**Challenge:** Please write out the material that follows, exactly as it stands.

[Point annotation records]

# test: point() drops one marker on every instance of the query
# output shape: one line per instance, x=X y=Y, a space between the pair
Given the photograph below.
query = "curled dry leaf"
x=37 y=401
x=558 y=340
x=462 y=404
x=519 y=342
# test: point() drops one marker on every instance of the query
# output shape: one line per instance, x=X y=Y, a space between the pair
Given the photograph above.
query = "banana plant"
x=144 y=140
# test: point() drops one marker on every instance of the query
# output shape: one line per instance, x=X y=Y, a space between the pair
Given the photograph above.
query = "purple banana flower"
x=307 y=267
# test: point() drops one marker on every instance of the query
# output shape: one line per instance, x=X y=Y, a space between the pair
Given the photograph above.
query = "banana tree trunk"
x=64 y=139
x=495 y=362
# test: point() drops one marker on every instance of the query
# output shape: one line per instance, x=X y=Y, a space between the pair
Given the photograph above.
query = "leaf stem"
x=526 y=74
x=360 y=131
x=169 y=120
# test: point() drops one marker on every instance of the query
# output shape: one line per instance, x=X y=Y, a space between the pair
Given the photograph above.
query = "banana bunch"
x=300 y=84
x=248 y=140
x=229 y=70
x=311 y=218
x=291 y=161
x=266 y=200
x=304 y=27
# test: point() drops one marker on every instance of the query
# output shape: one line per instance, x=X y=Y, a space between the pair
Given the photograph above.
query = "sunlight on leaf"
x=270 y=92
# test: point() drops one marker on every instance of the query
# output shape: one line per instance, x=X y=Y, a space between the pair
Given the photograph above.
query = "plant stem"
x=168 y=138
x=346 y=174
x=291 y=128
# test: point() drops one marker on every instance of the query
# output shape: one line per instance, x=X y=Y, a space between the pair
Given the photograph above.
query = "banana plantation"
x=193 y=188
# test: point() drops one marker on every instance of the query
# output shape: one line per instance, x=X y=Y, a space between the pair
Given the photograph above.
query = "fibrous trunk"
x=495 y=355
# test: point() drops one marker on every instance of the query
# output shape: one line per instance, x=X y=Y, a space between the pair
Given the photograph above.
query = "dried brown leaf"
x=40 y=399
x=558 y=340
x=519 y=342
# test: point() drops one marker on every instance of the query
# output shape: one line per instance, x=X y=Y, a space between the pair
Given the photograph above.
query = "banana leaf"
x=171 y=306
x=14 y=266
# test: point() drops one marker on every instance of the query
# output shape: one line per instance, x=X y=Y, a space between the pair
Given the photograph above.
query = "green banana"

**Correct response:**
# test: point() drops one marker on every instance of the query
# output shape: one line per instance, x=X y=Y, a space between the pair
Given the photograph below.
query = "curled dry leaf"
x=37 y=401
x=558 y=340
x=462 y=404
x=519 y=342
# test: point() drops one marker on every instance of the query
# output shape: one line per instance, x=X y=Y, a space between the pair
Given the photograph above.
query = "banana plant"
x=144 y=140
# test: point() drops one marker on every instance of the query
# output shape: one line per instance, x=X y=Y, a space between the pair
Given the photograph above.
query = "purple banana flower"
x=307 y=267
# test: point() drops one marker on every instance of the query
# output shape: one line per instance, x=X y=Y, a space between the pair
Given the photograph above.
query = "banana tree trunk"
x=64 y=139
x=495 y=362
# test: point() drops one marker on every instance of the query
# output shape: one line per instance, x=X y=Y, a space between the pair
Given the photograph above.
query = "leaf stem"
x=526 y=74
x=360 y=131
x=169 y=120
# test: point() drops one marker on every instance of the query
# output shape: one line per instance, x=X y=Y, a space between the pair
Given the photograph above.
query = "banana bunch"
x=300 y=84
x=248 y=140
x=229 y=70
x=311 y=218
x=291 y=161
x=266 y=200
x=304 y=27
# test: point() drops one marker on every instance of the query
# output shape: one line per instance, x=X y=Y, a space between the pair
Given the photograph above.
query = "sunlight on leaf"
x=270 y=92
# test: point() drops one marker on every instance of the query
# output shape: one line per instance, x=X y=Y, a space between the pair
Given the photograph above.
query = "plant stem"
x=168 y=138
x=346 y=174
x=291 y=128
# test: point() drops one marker on every instance of the query
# output shape: one line per instance, x=X y=Y, a space between the pair
Given the photograph above.
query = "banana plantation"
x=193 y=188
# test: point() drops one marker on every instance of the query
# output shape: one line per instance, x=X y=Y, a space between the pair
Given the photograph above.
query = "fibrous trunk"
x=495 y=355
# test: point() drops one marker on every instance of the query
# output shape: one line per instance, x=X y=Y, a space between the pair
Given the photograph above.
query = "dried brown leaf"
x=40 y=399
x=558 y=340
x=519 y=342
# test: point() drops one marker on every instance of the query
# output shape: one line per instance, x=X y=Y, a space between the pair
Given the photograph above.
query = "banana leaf"
x=171 y=306
x=14 y=266
# test: point() drops one marker on every instance of the query
# output shape: one line per instance, x=X y=Y, a space between the pair
Given the photograph above.
query = "green banana"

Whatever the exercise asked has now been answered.